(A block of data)
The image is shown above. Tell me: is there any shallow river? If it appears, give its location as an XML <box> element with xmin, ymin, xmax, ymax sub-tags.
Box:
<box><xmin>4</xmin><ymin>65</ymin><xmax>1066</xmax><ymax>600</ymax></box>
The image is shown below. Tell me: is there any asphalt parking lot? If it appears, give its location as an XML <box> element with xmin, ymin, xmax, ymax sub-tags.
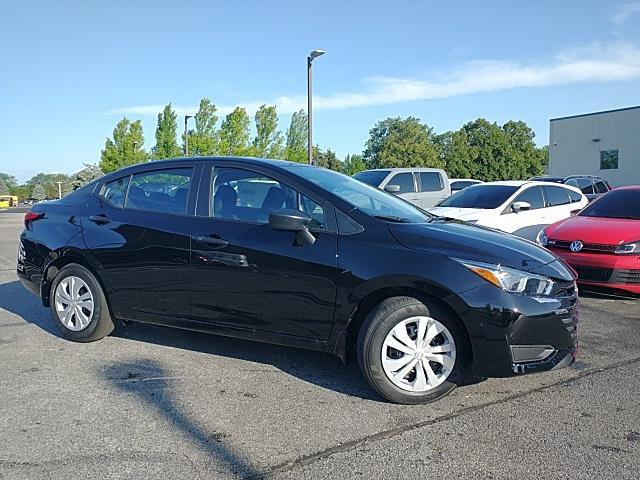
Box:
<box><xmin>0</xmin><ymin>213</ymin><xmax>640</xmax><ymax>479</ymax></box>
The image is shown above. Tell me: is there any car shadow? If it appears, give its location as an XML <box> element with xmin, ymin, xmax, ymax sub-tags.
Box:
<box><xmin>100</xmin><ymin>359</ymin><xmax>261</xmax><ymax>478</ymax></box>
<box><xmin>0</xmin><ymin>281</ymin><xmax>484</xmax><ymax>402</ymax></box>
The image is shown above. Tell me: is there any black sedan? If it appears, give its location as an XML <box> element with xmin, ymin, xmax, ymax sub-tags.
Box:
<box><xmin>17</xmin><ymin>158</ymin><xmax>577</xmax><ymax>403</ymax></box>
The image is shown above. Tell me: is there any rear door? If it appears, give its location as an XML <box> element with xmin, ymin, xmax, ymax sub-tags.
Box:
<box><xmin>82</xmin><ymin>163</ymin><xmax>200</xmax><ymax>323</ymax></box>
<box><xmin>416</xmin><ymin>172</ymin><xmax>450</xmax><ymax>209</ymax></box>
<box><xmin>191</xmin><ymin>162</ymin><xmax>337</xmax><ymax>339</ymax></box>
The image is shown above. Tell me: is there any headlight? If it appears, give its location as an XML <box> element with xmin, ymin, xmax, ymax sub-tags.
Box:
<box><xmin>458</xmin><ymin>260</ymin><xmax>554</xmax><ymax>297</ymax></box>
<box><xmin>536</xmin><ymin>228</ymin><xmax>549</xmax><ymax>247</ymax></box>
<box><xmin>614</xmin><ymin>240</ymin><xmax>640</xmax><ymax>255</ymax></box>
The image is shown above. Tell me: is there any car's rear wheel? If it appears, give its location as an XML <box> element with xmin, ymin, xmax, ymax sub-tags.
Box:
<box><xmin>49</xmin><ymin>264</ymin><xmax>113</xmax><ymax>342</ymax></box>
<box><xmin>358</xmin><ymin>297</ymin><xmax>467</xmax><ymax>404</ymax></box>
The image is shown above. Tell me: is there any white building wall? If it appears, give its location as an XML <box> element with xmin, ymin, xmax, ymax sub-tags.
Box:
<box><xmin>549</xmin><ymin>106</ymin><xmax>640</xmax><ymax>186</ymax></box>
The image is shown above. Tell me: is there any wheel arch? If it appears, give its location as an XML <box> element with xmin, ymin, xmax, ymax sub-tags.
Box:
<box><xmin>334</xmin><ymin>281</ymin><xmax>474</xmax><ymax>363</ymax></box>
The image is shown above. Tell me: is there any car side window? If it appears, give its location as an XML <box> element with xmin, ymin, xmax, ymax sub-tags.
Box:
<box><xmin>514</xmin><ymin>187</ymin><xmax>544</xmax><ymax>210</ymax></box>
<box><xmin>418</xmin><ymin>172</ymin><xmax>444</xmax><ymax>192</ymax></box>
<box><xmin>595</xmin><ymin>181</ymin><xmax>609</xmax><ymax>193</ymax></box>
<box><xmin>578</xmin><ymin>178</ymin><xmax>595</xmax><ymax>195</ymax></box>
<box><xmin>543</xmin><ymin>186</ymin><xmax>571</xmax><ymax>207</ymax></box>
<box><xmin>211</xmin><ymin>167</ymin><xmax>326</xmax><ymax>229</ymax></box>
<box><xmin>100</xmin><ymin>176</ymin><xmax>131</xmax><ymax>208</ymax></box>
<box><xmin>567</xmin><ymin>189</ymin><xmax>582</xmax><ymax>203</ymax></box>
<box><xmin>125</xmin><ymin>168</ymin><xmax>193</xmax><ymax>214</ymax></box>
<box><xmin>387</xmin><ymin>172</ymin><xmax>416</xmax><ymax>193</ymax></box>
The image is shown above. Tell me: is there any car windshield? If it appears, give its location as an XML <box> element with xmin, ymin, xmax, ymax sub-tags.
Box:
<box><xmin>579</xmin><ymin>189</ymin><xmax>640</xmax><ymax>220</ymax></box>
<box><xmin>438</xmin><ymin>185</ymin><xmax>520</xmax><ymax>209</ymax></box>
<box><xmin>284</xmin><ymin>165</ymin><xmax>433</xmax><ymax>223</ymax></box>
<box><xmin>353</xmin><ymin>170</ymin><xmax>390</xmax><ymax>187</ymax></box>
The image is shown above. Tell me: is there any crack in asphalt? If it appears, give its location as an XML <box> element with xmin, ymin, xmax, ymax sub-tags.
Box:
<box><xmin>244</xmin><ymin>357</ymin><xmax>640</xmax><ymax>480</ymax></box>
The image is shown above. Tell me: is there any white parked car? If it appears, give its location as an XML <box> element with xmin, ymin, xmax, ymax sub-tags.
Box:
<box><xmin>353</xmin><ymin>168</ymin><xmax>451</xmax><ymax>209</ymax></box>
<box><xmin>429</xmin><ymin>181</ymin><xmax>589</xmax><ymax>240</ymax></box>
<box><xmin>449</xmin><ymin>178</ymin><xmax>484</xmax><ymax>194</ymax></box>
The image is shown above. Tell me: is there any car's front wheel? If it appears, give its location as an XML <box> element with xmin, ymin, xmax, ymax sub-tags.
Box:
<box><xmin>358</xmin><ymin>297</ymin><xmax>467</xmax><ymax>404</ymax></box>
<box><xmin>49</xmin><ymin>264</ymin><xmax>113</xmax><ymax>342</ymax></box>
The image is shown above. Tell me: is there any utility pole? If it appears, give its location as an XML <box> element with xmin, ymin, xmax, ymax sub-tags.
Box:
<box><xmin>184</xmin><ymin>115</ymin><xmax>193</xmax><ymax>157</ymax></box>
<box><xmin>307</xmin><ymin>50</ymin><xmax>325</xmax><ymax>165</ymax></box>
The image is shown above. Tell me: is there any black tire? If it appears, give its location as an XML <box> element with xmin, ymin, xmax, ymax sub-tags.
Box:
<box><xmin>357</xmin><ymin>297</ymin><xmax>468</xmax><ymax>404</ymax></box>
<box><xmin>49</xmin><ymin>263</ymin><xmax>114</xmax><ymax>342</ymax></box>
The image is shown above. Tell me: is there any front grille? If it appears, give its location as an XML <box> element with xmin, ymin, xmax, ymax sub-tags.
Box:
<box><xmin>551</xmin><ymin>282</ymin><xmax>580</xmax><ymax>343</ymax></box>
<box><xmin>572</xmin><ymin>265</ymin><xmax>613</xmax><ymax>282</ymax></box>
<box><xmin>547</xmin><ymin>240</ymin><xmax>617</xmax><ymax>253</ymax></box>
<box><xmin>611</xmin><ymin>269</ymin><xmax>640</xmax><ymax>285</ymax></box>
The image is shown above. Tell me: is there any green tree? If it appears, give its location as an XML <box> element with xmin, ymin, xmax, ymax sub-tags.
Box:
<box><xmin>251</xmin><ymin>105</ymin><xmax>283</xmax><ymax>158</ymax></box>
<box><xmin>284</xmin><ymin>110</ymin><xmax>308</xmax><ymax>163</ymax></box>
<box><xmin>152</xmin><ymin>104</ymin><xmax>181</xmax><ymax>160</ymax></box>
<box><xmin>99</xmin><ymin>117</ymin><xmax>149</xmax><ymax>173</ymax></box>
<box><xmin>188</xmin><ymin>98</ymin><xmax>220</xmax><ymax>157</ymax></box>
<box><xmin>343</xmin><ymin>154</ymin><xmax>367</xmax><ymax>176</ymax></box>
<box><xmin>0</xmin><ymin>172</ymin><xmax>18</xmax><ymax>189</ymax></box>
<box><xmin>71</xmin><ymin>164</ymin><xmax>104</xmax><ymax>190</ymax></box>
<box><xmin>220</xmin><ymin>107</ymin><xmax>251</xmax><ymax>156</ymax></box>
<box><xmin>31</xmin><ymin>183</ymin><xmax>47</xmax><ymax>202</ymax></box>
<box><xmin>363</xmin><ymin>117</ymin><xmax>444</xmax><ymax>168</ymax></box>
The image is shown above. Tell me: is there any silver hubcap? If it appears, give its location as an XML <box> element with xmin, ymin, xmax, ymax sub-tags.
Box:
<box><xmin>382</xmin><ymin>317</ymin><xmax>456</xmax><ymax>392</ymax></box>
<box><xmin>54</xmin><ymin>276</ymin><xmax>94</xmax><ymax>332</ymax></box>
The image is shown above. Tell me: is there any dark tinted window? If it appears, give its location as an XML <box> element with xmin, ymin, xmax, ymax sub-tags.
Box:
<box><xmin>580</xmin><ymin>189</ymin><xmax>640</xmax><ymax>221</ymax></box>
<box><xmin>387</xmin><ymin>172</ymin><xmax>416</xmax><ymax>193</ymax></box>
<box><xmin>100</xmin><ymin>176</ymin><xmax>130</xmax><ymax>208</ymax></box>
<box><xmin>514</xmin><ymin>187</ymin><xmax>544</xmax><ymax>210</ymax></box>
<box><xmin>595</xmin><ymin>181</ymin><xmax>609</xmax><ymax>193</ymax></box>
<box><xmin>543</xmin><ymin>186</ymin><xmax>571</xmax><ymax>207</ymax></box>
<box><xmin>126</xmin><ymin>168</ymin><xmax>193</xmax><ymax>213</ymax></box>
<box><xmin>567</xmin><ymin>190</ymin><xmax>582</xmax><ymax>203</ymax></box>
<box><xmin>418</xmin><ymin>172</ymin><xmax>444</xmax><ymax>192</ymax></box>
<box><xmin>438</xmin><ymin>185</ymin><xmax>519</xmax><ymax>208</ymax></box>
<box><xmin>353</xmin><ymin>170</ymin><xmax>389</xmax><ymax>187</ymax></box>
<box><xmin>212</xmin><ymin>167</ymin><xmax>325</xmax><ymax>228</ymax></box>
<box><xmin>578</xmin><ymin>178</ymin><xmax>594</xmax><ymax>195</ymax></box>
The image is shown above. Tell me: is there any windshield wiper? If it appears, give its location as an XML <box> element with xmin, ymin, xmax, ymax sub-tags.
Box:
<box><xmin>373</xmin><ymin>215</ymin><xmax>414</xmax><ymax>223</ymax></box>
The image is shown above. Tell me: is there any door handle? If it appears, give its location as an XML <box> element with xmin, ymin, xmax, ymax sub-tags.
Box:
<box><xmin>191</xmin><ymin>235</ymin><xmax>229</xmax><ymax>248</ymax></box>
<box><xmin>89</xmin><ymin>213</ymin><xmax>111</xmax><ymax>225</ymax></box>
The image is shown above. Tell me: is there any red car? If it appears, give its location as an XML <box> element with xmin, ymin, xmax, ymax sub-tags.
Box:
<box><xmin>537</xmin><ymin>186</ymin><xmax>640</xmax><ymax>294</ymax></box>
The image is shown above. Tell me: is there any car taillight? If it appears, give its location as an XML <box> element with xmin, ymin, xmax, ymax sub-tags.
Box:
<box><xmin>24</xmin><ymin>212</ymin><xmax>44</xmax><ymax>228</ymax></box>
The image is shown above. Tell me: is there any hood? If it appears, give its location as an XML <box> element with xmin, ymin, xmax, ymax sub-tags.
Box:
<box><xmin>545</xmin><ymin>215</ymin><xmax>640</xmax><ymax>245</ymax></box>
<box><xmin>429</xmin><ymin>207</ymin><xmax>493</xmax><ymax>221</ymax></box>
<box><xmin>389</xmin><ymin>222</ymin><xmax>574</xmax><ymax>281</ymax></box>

INSTRUCTIONS TO FOLLOW:
Output the lines from the line containing "any car taillight?" to the end, both included; add nothing.

EXPECTED OUTPUT:
The image is shown above. Tell me: is there any car taillight? If it appears, give its location as an XML <box> element with xmin, ymin, xmax, ymax sub-tags.
Box:
<box><xmin>24</xmin><ymin>212</ymin><xmax>44</xmax><ymax>228</ymax></box>
The image is shown above. Tell me: is there any hood? If it appears, give its location as an XML <box> element with xmin, ymin, xmax, ymax sub-tags.
Box:
<box><xmin>545</xmin><ymin>215</ymin><xmax>640</xmax><ymax>245</ymax></box>
<box><xmin>429</xmin><ymin>207</ymin><xmax>493</xmax><ymax>221</ymax></box>
<box><xmin>389</xmin><ymin>222</ymin><xmax>574</xmax><ymax>281</ymax></box>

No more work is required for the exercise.